**Text extract**
FOUR - Jewish Music: from the synagogue to the Klezmer.

...Judaism is one of the three monotheistic religions that, since their birth, have affected populations around the Mediterranean Sea. So far, we have been looking at Christianity and Islam observing how they influenced the musical culture of Europe and beyond. Now we must analyse the music produced by the Jewish culture...

...The first destruction of the Temple of Jerusalem took place in 586 BC, when Nebuchadnezzar, having conquered Jerusalem, took a large part of the population to Babylon as slaves. The kingdom of Babylon fell in 538 BC, when the city was captured by Cyrus, king of the Medes and Persians. In 537 BC Cyrus promulgated an edict allowing the Jews to return to Palestine and, when they settled back in their land, they brought back a great variety of chants...

...The Bible has considerably helped ethnomusicologists to extensively reconstruct the musical history of the Jews, providing information on the music of ancient times, and clarifying differences and similarities. Music was always seen in a positive, joyful perspective, intensifying religious experience in a controlled but vivid manner and exalting the love of God, nature and the pleasures of life, sometimes marking prophetic experience...

...Maybe owing to the prohibition of sacred images, music developed a prominent role in Jewish culture. Based on ample evidence in the Bible, we know that music played a very important role in the ritual of the Temple, which was home to a large orchestra.

...Kings David and Salomon organized choirs with up to twenty thousand singers for the ceremonies in the Temple normally backed by 12 piece orchestras. Synagogue music has a very specific character and is connected to the chanted reading of biblical text. However, after the second destruction of the Temple, which was the only place where practising Jews gathered in prayer, all music stopped (...). After the destruction, musical silence was to represent the tangible expression of mourning for all generations to come (...). It could be said that, with the destruction of the Temple, a whole civilization ended and the Diaspora erased the Temple culture, creating a new Jewish civilisation, different from the previous one, which would only manage to return to Palestine after two thousand years...

**Listing**
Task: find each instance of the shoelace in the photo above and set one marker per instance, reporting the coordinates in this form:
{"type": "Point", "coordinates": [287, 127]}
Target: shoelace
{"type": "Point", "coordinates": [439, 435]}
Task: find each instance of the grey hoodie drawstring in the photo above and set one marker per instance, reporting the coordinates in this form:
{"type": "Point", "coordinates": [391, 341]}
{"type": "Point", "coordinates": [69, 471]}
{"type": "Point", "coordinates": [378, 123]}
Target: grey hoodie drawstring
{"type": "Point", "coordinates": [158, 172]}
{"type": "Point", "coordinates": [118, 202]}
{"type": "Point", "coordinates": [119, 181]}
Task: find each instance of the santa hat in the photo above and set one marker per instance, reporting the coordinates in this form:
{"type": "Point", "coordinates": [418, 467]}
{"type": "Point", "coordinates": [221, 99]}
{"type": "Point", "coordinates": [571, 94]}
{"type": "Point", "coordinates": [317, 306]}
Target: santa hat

---

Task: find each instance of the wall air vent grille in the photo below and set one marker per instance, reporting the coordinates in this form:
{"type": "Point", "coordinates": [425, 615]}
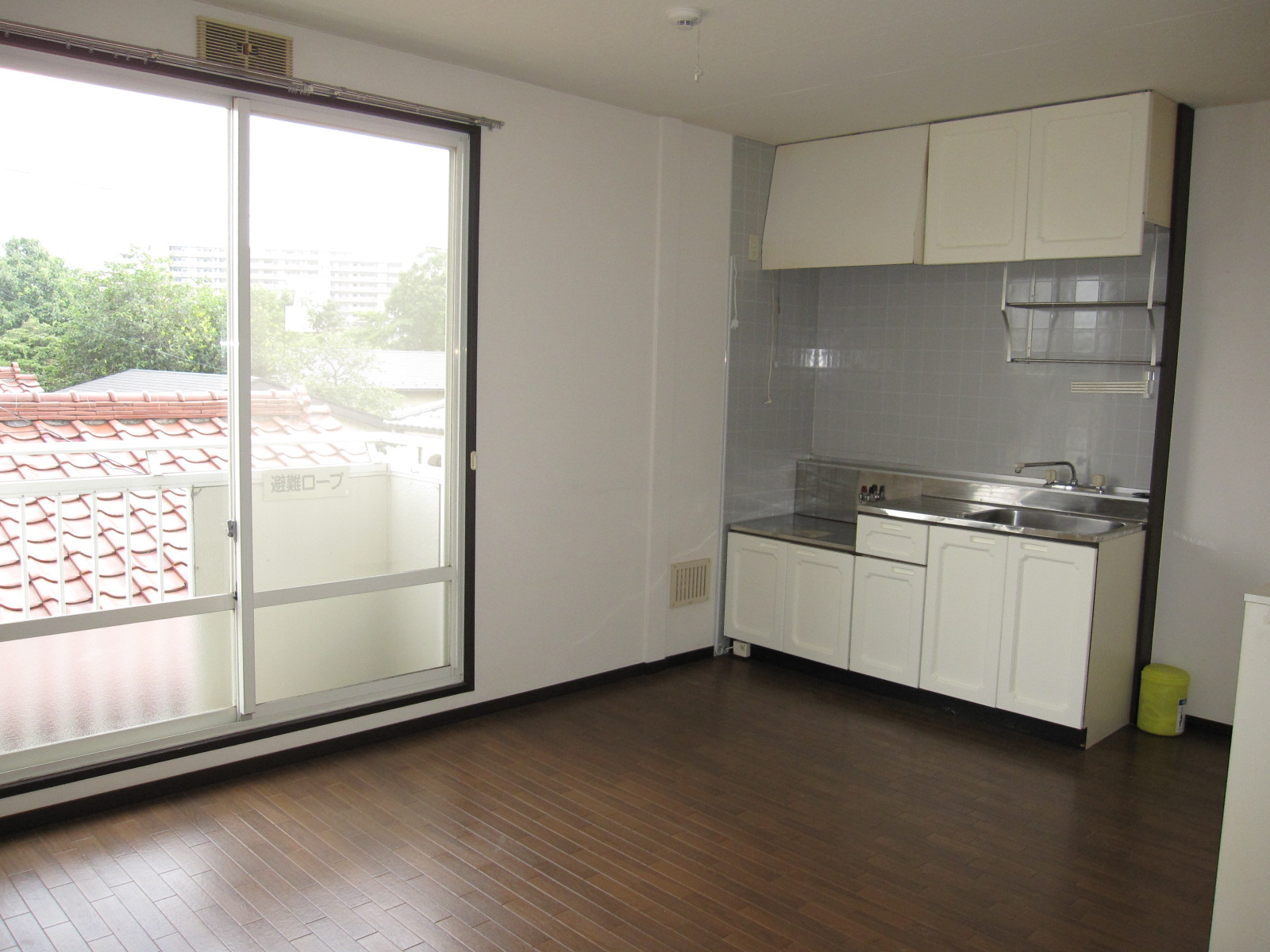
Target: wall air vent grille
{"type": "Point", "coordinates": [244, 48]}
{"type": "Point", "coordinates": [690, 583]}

**Exercise instructions**
1. Copy out the rows from the line with "Task: find each instance of the shoelace" to the line with "Target: santa hat", including both of those lines.
2. Continue the text on Jewish music from the point where it stops.

**Answer set**
1.
Task: find each instance of the shoelace in the photo above and set one marker per instance, reporting the coordinates in this form:
{"type": "Point", "coordinates": [287, 127]}
Target: shoelace
{"type": "Point", "coordinates": [439, 435]}
Task: find each instance of the grey hoodie drawstring in the photo above and set one marker per instance, reporting the coordinates in this form:
{"type": "Point", "coordinates": [391, 341]}
{"type": "Point", "coordinates": [69, 471]}
{"type": "Point", "coordinates": [378, 123]}
Target: grey hoodie drawstring
{"type": "Point", "coordinates": [158, 172]}
{"type": "Point", "coordinates": [118, 202]}
{"type": "Point", "coordinates": [119, 181]}
Task: find each instance of the santa hat in the photo above and set one marker per instance, reporting the coordinates in this form:
{"type": "Point", "coordinates": [418, 467]}
{"type": "Point", "coordinates": [221, 99]}
{"type": "Point", "coordinates": [571, 94]}
{"type": "Point", "coordinates": [317, 306]}
Target: santa hat

2.
...The mystical element in Hasidic music was of a fundamental importance to its diffusion. It was a decisive motivating force for a class of itinerant musicians wandering from country to country, from town to town, to entertain at local celebrations. Because of the strong religious connection, they were always well received. All this is important in appreciating how different our Christian approach is when it comes to certain aspects of music.

...At the time of the institutionalization of the Hasidic movement, a great variety of races inhabited small villages and bigger towns in the great planes of Eastern Europe. Arabs, people from the Balkans, Byzantines, Turks and Georgians, Ukrainians, all lived side by side (the Muslims had only lifted the siege of Vienna after 1500) including the Gypsies, coming from India, who had spread all over continental Europe...

...A natural predisposition of Jewish popular music to incorporate external influences did not prevent it from maintaining certain peculiar features, like the vocal timbre, generally marked by a strong vibrato, often in a very high pitch and like the clarinet, the main instrument in the Klezmer. Moreover Klezmer musicians were always ready to break the rules of orthodox Western musical grammar. Onomatopoeic sounds, noises, sound alterations, pitch manipulations, reed whistles, tongue clicks, distortions, parody sounds and rhythm irregularities, have never been missing in Jewish music, itself the result of a colossal millennial melting pot...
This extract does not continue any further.